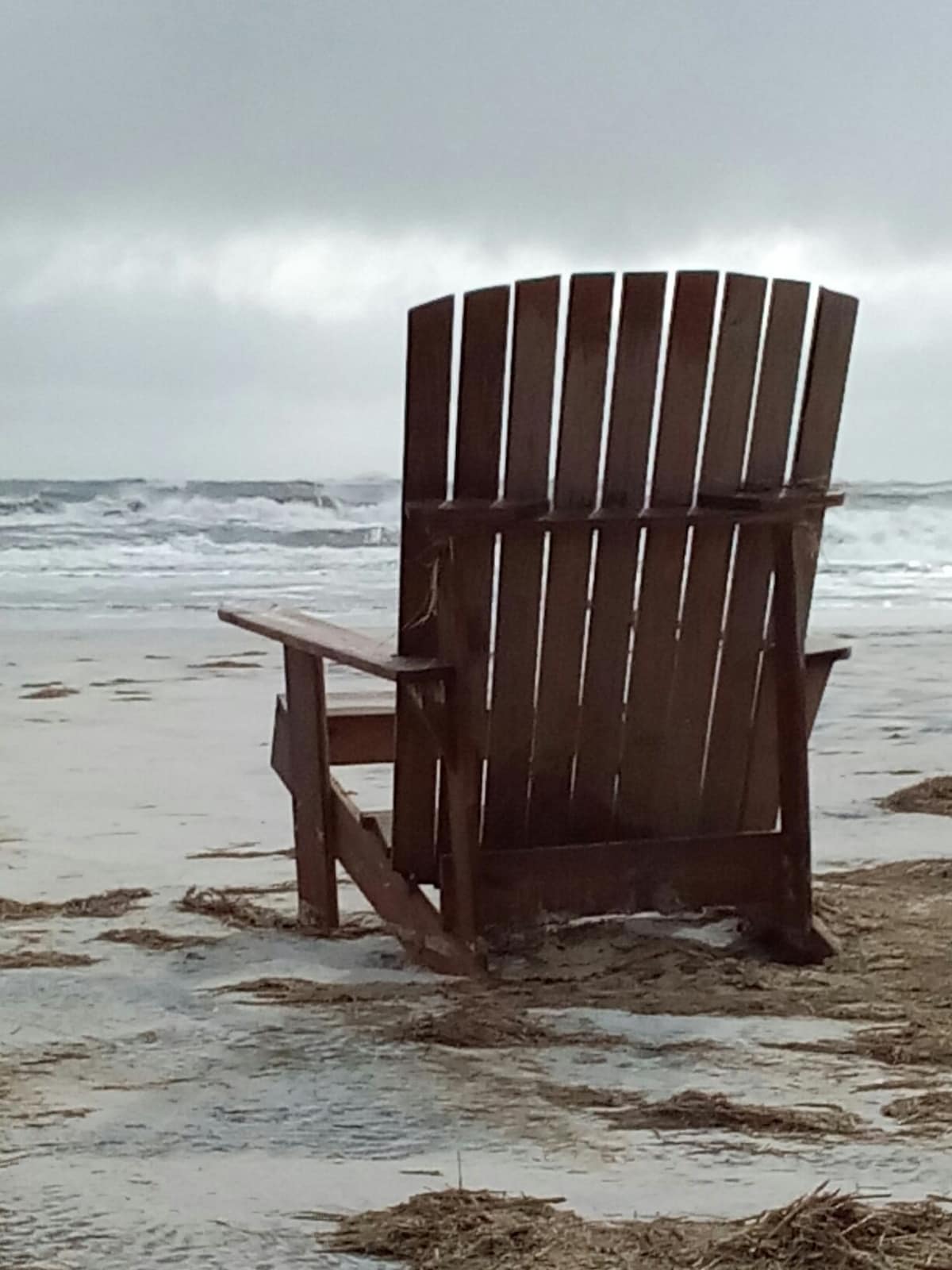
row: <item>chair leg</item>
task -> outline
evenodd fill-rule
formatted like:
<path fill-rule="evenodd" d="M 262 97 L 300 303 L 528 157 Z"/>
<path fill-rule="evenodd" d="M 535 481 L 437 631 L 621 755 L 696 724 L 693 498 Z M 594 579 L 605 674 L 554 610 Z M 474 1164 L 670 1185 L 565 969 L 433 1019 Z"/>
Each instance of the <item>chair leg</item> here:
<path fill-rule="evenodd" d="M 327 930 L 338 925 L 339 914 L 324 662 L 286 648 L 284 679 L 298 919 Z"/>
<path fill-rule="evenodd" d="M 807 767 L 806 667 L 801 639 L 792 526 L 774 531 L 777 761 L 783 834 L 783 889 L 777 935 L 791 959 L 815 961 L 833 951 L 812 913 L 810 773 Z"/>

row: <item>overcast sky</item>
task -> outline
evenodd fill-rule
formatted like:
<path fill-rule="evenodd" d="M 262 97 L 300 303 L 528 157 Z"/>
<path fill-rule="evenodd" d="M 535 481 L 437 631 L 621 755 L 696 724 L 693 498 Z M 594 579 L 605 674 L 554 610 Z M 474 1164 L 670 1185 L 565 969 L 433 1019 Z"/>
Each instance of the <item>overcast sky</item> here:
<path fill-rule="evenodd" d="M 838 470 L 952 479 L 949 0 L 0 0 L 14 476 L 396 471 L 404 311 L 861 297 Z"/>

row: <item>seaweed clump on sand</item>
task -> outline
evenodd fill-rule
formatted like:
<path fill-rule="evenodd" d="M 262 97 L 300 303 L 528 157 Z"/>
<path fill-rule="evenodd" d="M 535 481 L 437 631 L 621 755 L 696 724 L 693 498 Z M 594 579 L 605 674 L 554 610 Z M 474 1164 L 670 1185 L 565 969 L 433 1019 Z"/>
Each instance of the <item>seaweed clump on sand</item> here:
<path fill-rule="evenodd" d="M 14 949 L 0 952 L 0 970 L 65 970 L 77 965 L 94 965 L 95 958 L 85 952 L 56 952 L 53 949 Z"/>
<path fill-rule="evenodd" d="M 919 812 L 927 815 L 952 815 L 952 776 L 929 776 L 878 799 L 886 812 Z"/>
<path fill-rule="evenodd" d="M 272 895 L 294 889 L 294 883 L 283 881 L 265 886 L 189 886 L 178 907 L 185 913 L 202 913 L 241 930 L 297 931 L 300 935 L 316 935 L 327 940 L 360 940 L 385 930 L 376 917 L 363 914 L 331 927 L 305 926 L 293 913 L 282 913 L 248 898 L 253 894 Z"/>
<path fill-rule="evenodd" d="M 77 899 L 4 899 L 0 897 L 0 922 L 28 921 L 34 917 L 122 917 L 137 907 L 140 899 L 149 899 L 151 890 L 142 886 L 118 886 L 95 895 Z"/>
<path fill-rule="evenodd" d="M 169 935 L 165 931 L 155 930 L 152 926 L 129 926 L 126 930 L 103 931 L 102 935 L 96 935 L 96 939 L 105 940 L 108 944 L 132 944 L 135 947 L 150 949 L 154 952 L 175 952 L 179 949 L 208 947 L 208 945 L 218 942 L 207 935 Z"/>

Problem statement: Copy all of the items above character for character, leaving out the pictures.

Written reply:
row: <item>chair leg</item>
task -> outline
evenodd fill-rule
formatted like:
<path fill-rule="evenodd" d="M 262 97 L 300 303 L 528 157 Z"/>
<path fill-rule="evenodd" d="M 535 481 L 437 631 L 621 755 L 696 724 L 693 498 Z M 594 579 L 605 674 L 554 610 Z M 474 1164 L 670 1185 L 565 969 L 433 1019 Z"/>
Each instance of the <item>chair leg</item> here:
<path fill-rule="evenodd" d="M 327 930 L 338 925 L 339 914 L 324 662 L 286 648 L 284 679 L 298 919 Z"/>
<path fill-rule="evenodd" d="M 807 767 L 806 667 L 801 639 L 792 526 L 774 531 L 777 761 L 783 834 L 783 889 L 777 935 L 791 959 L 815 961 L 833 951 L 812 913 L 810 773 Z"/>

row: <item>overcast sky</item>
task -> outline
evenodd fill-rule
formatted like:
<path fill-rule="evenodd" d="M 262 97 L 300 303 L 528 157 Z"/>
<path fill-rule="evenodd" d="M 535 481 L 437 631 L 621 755 L 696 724 L 693 498 Z M 594 579 L 605 674 L 554 610 Z M 474 1164 L 670 1185 L 565 969 L 433 1019 Z"/>
Each instance of the <item>overcast sky</item> here:
<path fill-rule="evenodd" d="M 838 470 L 952 479 L 949 0 L 0 0 L 14 476 L 396 471 L 404 311 L 861 297 Z"/>

row: <item>seaweed clump on sand</item>
task -> outline
evenodd fill-rule
formatted like:
<path fill-rule="evenodd" d="M 262 97 L 300 303 L 528 157 Z"/>
<path fill-rule="evenodd" d="M 535 481 L 437 631 L 621 755 L 696 724 L 693 498 Z M 594 579 L 605 674 L 554 610 Z M 474 1164 L 670 1185 L 565 969 L 433 1019 Z"/>
Each instance of the <item>seaweed clump on sand</item> here:
<path fill-rule="evenodd" d="M 14 949 L 0 952 L 0 970 L 65 970 L 77 965 L 94 965 L 95 958 L 85 952 L 56 952 L 53 949 Z"/>
<path fill-rule="evenodd" d="M 919 812 L 927 815 L 952 815 L 952 776 L 929 776 L 878 799 L 886 812 Z"/>
<path fill-rule="evenodd" d="M 272 895 L 294 889 L 294 883 L 283 881 L 265 886 L 189 886 L 178 907 L 185 913 L 202 913 L 241 930 L 297 931 L 300 935 L 316 935 L 327 940 L 360 940 L 385 930 L 376 917 L 363 914 L 331 927 L 305 926 L 293 913 L 282 913 L 248 898 L 253 894 Z"/>
<path fill-rule="evenodd" d="M 77 899 L 4 899 L 0 897 L 0 922 L 28 921 L 34 917 L 122 917 L 137 907 L 140 899 L 149 899 L 151 890 L 142 886 L 118 886 L 95 895 Z"/>
<path fill-rule="evenodd" d="M 169 935 L 165 931 L 155 930 L 152 926 L 129 926 L 126 930 L 103 931 L 102 935 L 96 935 L 96 939 L 105 940 L 108 944 L 132 944 L 135 947 L 150 949 L 154 952 L 175 952 L 179 949 L 208 947 L 208 945 L 218 942 L 207 935 Z"/>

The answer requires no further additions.